Defence Counsel were in a very difficult position in defending their clients in this trial. The offence itself had been videotaped and played on national TV, a highly unusual feature for a serious crime. The principal legal argument about abuse of process had been lost. What were they to do? Early in the trial, some of the defence Counsel tried raising in front of the Assessors some spurious issues that did not amount to defences at law. These included re-ventilating the abuse of process issues and pointing out that some others involved in the coup had not been charged. These were irrelevant to the issues before the Assessors, and the Judge upheld my objections and wouldn’t allow the defence Counsel to pursue them. One of them even wanted to argue before the Assessors that because his client was guilty of the more serious charge of treason, he should be acquitted of the lesser charge of taking an illegal oath. The Judge also upheld my objection to this.

The defences emerge:

The real defences slowly emerged during the cross-examinations of my witnesses, but they were only properly detailed during the defence cases in unsworn statements from the dock which each accused made.[25] Four of the six accused (Vakalalabure, Volavola, Leweniqila and Rinakama) raised the defence of compulsion or duress. The law provides that if a person does an act which would otherwise be a crime under the threat of death or serious bodily injury to himself or another, then the person threatened is excused from criminal liability. The classic example is of some bank robbers who flee from the scene of their crime by threatening a passing driver with a gun, thereby forcing him to take them in his car and drive away from the bank. In this case, four of the six accused suggested that they had only gone along with the oaths of office because they felt threatened by Speight’s armed men around the Parliamentary complex and they felt that their own lives and the lives of the hostages were at risk if they didn’t comply with Speight’s wishes.

> [WRITTEN TASK]: Continue the account of the coup trial and its defences past its final sentence.

> [ENTRIES SUPPLIED]:
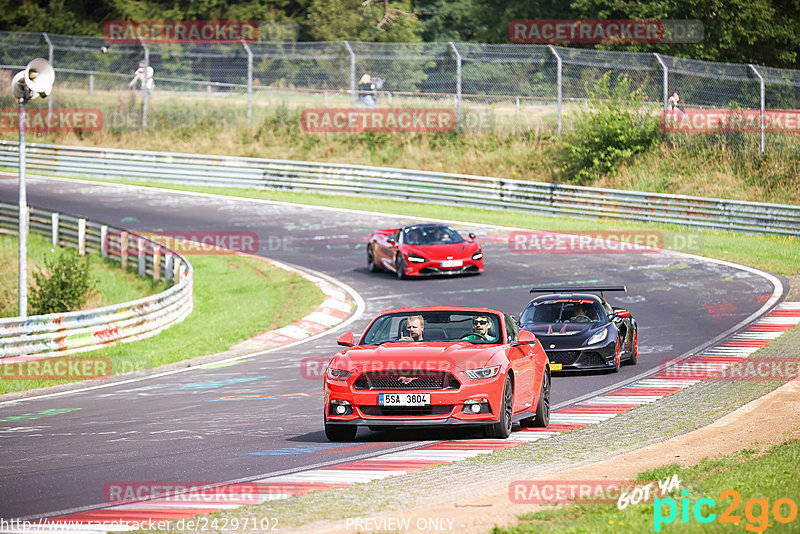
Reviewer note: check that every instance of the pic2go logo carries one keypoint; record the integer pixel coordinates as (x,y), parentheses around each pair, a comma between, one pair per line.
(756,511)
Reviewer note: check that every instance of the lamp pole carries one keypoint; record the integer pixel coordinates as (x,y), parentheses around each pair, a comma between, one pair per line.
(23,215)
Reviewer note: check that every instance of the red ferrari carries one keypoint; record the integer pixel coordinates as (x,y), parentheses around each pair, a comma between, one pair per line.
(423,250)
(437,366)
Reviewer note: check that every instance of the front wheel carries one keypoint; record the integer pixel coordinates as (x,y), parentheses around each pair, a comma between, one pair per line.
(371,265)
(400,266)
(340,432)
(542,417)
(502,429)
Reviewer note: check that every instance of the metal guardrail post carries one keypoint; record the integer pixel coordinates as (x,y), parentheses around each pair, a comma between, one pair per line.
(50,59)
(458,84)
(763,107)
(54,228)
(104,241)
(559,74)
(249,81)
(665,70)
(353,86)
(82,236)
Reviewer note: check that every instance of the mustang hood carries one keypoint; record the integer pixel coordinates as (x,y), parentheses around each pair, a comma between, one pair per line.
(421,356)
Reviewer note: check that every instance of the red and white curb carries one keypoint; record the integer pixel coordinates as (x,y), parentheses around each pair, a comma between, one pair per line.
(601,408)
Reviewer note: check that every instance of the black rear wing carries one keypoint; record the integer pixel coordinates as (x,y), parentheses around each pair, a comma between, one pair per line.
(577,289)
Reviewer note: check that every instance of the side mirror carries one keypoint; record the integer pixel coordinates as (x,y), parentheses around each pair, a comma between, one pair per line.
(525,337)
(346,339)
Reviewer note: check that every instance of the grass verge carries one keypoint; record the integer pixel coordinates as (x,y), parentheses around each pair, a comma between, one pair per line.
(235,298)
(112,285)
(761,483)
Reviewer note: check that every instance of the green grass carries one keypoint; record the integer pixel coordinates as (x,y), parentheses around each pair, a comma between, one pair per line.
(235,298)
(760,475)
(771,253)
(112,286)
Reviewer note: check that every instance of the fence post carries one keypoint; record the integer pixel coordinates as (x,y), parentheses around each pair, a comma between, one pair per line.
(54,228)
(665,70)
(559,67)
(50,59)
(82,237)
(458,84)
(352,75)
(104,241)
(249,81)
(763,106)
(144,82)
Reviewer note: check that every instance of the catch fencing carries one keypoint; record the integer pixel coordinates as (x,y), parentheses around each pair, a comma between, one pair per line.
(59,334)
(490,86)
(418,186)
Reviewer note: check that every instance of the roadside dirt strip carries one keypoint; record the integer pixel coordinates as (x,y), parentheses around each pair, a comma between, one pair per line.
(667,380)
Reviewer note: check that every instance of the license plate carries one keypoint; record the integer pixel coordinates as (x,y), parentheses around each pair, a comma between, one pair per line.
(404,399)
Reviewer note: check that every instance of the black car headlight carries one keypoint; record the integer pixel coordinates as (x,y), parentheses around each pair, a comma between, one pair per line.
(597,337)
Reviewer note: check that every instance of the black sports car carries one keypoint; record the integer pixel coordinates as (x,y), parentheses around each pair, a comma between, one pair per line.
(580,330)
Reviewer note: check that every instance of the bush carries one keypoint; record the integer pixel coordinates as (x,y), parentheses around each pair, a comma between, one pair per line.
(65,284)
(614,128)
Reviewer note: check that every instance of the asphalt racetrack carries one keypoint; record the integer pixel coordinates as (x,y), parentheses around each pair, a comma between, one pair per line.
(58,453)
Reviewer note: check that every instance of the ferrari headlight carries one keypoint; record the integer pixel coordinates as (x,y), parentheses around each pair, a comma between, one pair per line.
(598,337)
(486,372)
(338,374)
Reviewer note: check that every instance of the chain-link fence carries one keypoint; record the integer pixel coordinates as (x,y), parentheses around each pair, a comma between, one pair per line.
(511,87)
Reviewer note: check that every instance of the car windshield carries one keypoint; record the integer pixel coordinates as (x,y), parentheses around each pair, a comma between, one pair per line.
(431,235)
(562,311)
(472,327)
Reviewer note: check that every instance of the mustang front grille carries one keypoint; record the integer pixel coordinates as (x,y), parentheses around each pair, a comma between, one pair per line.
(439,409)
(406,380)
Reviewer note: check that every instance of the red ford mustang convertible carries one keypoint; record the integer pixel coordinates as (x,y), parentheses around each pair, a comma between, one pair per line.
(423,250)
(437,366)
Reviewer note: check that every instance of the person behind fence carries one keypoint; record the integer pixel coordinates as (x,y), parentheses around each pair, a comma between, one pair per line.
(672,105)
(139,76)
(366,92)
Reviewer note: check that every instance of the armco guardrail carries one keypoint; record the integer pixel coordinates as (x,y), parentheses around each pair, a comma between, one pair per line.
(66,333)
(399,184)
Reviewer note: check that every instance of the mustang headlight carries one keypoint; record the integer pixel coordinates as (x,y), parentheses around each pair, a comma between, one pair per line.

> [TASK OUTPUT]:
The law of Fiji provided that compulsion was not available as a defence to this charge unless, within 14 days of the compulsion being removed, an accused person has reported the otherwise unlawful oath to a Magistrate, senior Police Officer or army commander. Clearly, each of the accused had failed to report their oath as required. The defence Counsel were quite taken aback by this requirement when I brought it to the attention of the Court. However, I felt with every legal bone in my body that they should be permitted to argue this defence before the Assessors, and that to prevent them from doing so ran a great risk of being held a miscarriage of justice in the appeal Courts. So I worked out and presented to the Judge a cogent argument why they should be allowed to raise compulsion. The law which they were alleged to have broken was one from England in the late 1700s, which sought to proscribe illegal conspiracies amongst people who had sworn in secrecy to support each other and to commit serious crimes. In the present case, the oaths had been taken in a very public arena, so that the whole nation knew about them. I submitted that because of the public notoriety of the oaths it could be argued that there had been constructive notification, as the accused were entitled to assume that a whole host of persons in positions of authority knew full well about their oaths, and that this relieved them of their individual obligation to report them. Justice Shameem entirely agreed with this approach.

Compulsion is not available as a defence if an accused has had an opportunity to get away from the source of the threat and has failed to avail himself of it. In this case, the evidence showed that the four FAP members who had met with Speight and been offered posts in his new Government, including the two accused, Volavola and Rinakama, had been given the opportunity by Speight to go home and return to the Parliament to take their oaths. The other two, my witnesses Ratu Tuakitau Cokanauto and Leone Tuisawaqa, had left the Parliament and not returned, but these two accused had stayed at the Parliament and taken the oaths. In my address, I submitted that their failure to take this opportunity to leave disentitled them to claim the defence of compulsion.

The main difficulty with the defence of compulsion for these four accused who had raised it was that not one of them had mentioned it in their police interviews as a reason for accepting their post from George Speight. In my address to the Assessors, I drew their attention to every opportunity the accused had been given in their interviews to say that they had only participated because they had felt threatened. Ratu Rakuita Vakalalabure, the rebel Attorney General, had the additional problem that he had appeared at George Speight’s second press conference on the afternoon of 19 May, sitting next to Speight and Silatolu. Speight introduced Silatolu as the interim Prime Minister and Vakalalabure as the interim Home Affairs Minister. Silatolu said that Vakalalabure would be liaising with the military and the police on behalf of the group. After Speight and Silatolu spoke, Vakalalabure addressed the assembled media in Fijian about how pleased he was that the indigenous people had taken over the reigns of government.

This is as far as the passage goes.